**EXERCISE DETAILS:**
Please return everything from the line containing "the green patterned" down to the line containing "point(126, 201)", unchanged and with both of those lines included.

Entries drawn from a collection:
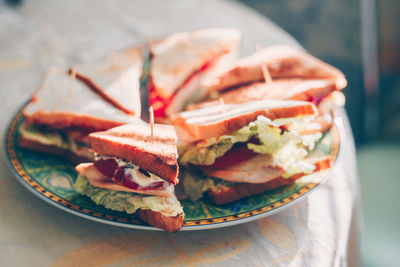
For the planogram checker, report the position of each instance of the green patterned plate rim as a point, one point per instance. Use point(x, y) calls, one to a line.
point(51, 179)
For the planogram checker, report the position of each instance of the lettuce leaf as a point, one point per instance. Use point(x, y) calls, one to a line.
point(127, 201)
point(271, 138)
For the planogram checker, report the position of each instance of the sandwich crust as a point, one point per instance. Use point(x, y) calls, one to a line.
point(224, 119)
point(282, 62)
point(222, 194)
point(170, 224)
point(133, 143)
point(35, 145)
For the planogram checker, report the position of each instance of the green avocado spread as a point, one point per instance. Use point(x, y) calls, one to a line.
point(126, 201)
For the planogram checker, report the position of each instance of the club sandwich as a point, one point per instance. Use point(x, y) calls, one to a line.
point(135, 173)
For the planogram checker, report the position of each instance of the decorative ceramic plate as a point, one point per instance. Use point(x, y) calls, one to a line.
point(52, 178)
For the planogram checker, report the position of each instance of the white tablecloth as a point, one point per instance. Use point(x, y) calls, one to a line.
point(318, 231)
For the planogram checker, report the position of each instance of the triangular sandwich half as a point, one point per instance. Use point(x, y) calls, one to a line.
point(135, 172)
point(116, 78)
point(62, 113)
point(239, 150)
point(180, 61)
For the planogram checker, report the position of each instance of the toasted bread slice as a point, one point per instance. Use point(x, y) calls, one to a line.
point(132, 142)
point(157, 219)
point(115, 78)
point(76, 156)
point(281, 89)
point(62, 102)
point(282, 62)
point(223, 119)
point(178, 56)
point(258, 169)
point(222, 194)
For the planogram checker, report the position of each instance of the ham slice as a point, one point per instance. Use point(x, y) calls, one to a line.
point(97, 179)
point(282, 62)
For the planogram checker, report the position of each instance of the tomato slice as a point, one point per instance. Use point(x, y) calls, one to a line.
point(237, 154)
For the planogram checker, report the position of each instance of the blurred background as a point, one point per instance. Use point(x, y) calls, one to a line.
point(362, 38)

* * *

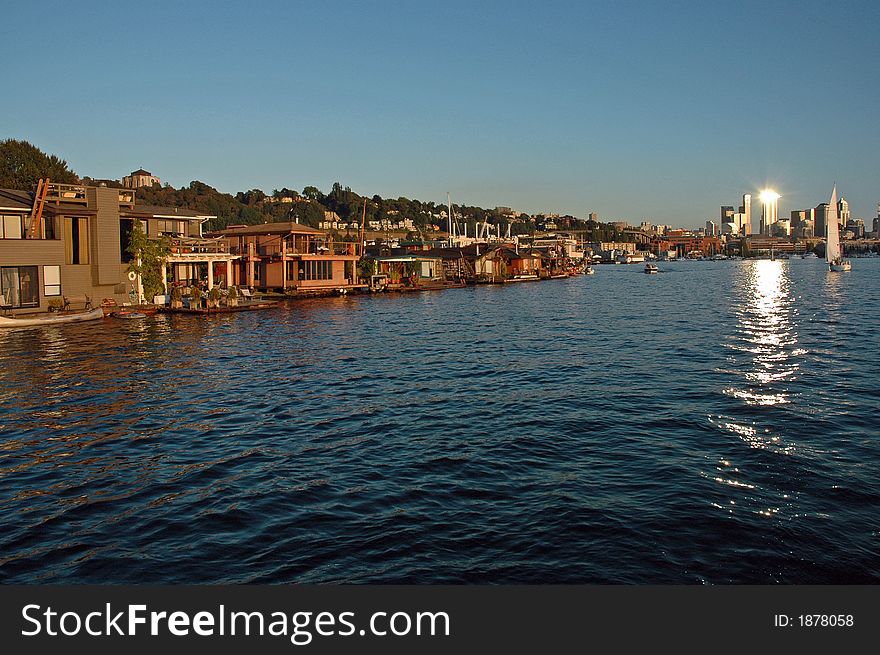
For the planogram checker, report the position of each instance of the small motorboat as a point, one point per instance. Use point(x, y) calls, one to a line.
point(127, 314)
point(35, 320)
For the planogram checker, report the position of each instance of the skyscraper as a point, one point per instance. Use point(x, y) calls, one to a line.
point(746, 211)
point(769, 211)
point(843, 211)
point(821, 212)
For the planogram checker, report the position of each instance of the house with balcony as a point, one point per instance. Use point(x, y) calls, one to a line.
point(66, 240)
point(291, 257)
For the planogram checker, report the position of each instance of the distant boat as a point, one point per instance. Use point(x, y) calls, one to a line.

* * *

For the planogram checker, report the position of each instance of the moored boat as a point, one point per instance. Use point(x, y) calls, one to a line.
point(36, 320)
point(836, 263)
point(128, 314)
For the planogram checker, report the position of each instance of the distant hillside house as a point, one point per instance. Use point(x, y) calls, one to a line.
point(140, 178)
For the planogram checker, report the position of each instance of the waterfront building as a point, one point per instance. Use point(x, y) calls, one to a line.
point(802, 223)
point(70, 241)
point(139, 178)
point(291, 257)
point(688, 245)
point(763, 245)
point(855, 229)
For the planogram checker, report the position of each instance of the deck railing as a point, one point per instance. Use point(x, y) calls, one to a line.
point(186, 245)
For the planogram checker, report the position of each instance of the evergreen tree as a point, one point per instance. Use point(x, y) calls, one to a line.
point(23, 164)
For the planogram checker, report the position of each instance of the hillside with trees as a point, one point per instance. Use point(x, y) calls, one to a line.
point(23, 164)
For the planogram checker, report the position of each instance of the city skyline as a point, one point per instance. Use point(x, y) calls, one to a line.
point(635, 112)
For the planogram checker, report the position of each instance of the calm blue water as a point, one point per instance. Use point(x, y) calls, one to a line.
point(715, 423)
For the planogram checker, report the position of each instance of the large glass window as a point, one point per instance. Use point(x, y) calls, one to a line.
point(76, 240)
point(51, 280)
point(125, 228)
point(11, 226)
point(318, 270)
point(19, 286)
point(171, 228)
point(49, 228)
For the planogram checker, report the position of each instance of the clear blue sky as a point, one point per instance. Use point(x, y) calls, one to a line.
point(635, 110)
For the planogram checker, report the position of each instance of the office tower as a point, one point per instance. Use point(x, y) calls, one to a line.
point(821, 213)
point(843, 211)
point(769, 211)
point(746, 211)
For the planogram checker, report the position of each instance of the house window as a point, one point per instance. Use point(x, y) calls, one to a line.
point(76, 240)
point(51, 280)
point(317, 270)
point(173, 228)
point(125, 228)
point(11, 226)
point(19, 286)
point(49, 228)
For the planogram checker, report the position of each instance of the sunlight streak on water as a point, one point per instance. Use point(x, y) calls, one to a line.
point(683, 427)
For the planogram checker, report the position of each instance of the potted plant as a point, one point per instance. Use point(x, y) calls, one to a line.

**SOLUTION TO THE EXERCISE:**
For the planogram checker, report the position of each instance of the green patterned plate rim as a point, one point per instance. Use point(x, y) calls, one to a line.
point(51, 179)
For the planogram checker, report the position of each instance of the lettuce leaf as a point, one point per instance. Use point(x, y) calls, one to a line.
point(127, 201)
point(271, 138)
For the planogram checker, report the position of each instance of the sandwich crust as a point, one point per instance. Use point(x, y) calls, one to a line.
point(224, 119)
point(282, 62)
point(222, 194)
point(170, 224)
point(133, 143)
point(35, 145)
For the planogram checker, report the position of each instance of the green avocado spread as a point, one point per instance. Use point(x, y) calls, one to a line.
point(126, 201)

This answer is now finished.